Given records>
* Start *

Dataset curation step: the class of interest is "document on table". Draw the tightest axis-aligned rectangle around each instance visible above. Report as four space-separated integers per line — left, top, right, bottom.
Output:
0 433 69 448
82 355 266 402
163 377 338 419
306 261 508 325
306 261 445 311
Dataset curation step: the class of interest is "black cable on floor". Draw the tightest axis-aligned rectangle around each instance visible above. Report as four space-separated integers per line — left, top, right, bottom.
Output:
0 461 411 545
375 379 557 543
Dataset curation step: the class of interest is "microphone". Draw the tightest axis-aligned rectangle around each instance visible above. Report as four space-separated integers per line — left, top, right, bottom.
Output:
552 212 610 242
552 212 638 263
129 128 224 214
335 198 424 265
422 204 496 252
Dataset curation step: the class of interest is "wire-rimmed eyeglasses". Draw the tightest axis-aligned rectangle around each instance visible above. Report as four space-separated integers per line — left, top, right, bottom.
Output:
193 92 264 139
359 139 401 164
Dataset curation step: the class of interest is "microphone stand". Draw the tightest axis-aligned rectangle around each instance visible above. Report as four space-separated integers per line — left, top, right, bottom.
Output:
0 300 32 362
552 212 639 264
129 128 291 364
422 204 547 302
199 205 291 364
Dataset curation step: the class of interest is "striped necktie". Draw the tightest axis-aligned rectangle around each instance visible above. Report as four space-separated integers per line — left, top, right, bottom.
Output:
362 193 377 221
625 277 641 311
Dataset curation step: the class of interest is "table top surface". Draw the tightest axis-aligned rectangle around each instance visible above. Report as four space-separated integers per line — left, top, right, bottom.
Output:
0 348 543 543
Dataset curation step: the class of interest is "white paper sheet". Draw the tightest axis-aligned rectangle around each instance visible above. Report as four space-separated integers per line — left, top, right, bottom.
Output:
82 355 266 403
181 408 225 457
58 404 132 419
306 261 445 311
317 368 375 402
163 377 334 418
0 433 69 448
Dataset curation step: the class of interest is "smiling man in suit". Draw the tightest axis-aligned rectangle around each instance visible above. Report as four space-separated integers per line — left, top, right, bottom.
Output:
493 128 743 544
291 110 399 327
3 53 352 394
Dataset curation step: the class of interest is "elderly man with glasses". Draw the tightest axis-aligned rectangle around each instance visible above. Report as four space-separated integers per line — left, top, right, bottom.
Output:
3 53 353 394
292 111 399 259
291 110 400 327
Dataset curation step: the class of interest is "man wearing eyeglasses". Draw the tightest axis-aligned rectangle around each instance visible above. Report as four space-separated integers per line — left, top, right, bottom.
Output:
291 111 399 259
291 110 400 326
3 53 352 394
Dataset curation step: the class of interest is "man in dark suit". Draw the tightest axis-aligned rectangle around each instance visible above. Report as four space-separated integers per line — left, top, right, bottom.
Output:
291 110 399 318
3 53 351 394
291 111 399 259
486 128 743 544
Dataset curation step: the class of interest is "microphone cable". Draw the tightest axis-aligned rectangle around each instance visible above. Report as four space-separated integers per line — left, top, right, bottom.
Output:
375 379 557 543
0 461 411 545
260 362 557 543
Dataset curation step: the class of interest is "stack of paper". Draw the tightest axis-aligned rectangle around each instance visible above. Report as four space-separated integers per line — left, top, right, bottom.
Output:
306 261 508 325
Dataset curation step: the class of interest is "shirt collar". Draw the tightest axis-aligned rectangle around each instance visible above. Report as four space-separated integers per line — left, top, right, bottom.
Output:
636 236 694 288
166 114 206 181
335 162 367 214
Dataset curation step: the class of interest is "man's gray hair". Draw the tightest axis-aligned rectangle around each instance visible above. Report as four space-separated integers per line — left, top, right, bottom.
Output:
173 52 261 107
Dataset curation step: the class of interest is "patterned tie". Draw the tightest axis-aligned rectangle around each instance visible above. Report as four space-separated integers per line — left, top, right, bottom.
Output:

* End *

Aim> Make an exact copy of the data above.

Answer below>
Dataset curation step: the class of interest is "document on table". Draw the tightest axis-aligned rectangle around each instance visible above. Report as four space-separated integers per line — left, top, right, bottom.
Output:
0 433 69 448
82 355 266 402
163 377 338 419
306 261 508 325
306 261 445 311
Dataset curation step: the class of interest is "black cable on floor". Draw the tightest axis-aligned rectangle around each instance visible above. Report as four space-separated integers per line — left, top, right, bottom.
Output:
0 461 411 545
375 379 557 543
Dataset curation step: the class of interest is "microphone". Draw the tightest axis-aligned rectangle around each instance visible above. Report as four space-separated integers per line — left, top, right, bottom.
Output:
552 212 610 242
552 212 638 263
129 128 224 214
335 198 424 265
422 204 496 252
Dataset curation step: the class of interest is "wire-rimmed eyeglasses". Draw the tightest axis-aligned rectangle around each instance visible above. Report as four space-separated integers per line — left, top, right, bottom.
Output:
193 92 264 139
359 139 401 164
Dataset curation step: the class of interest is "microphone stand". Draw the tightest axis-aligned rectangle around each instance visible above. Report as four space-separated integers per line — left, top, right, bottom.
Output:
0 300 32 362
552 212 639 264
129 128 291 364
422 204 547 302
199 205 291 364
Dataset curation step: the class of interest is "striped necktie". Draw the tightest axis-aligned rectangle around each instance visible above. Report as four space-separated integers per line — left, top, right, bottom.
Output:
362 193 377 221
625 277 641 311
Dataset curation step: the class of interest is "table top surface". Draw the tightest axis-aligned rectangle around each instance visible above. Report as four space-separated integers per line — left, top, right, bottom.
Output:
0 348 543 543
Dataset curation step: the class of interest is "white paper sheet". Draw the tightest axis-aligned rectangle around each instance visible above. Report as four space-separated integers per line — left, top, right, bottom.
Output:
82 355 266 403
181 408 225 457
58 404 132 419
306 261 445 311
317 368 375 402
163 377 334 418
0 433 69 448
Dataset curation step: the class of interest is "smiling man in suit". Draw the tightest axis-aligned rectangle around each instance visible above. Report as four space-separated integers per line — left, top, right, bottom.
Output:
493 128 743 544
291 110 399 327
3 53 352 394
Dataset curation step: the class of interest is "elderly man with glasses". Draw the tightest axis-aligned rectangle around each instance visible above. Report as four space-separated integers per line — left, top, right, bottom.
Output:
3 53 353 394
292 111 399 259
291 110 400 327
Dataset curation step: the class of interest is "man wearing eyeglasses". Draw the tightest axis-aligned rectangle around each instance visible above. Report as four space-separated integers per line — left, top, right, bottom.
Output:
291 111 399 259
291 110 400 326
3 53 352 394
Dataset curation step: the class of interest is "man in dark suit". Draw the tightest axis-aligned rectangle around each instance visible above. Report as four space-separated integers per line — left, top, right, bottom.
Output:
291 110 399 318
3 53 351 394
291 111 399 259
486 128 743 544
Dataset curation step: the class of interest is "microphone cable". Draw the tightest axis-aligned rectangle around each instance visible above. Report as four space-separated integers per line — left, top, right, bottom.
Output:
375 379 557 543
0 461 411 545
260 362 557 543
Dataset curation step: the class of interest is "stack of paper". Draw the tightest axis-aligned rectangle around each instance visible above. Report as four space-separated integers per line — left, top, right, bottom.
Output:
306 261 508 325
Dataset curation step: the class of interest is "shirt collar". Draw the tightest axis-aligned rectangle around each instance visible above. Report as four space-separated integers per line — left, top, right, bottom.
Output:
636 236 694 288
166 114 206 181
335 162 367 214
Dataset curation step: the class of interest is "man's gray hair". Draw the tightest axis-aligned rectangle around each instance visible above. Report as four space-separated integers per line — left, top, right, bottom.
Output:
173 52 261 107
Dataset curation step: the class of interest is "patterned tie". Draw the tightest axis-aligned rectangle around each instance visible above. Report as four space-separated integers per line — left, top, right, bottom.
Output:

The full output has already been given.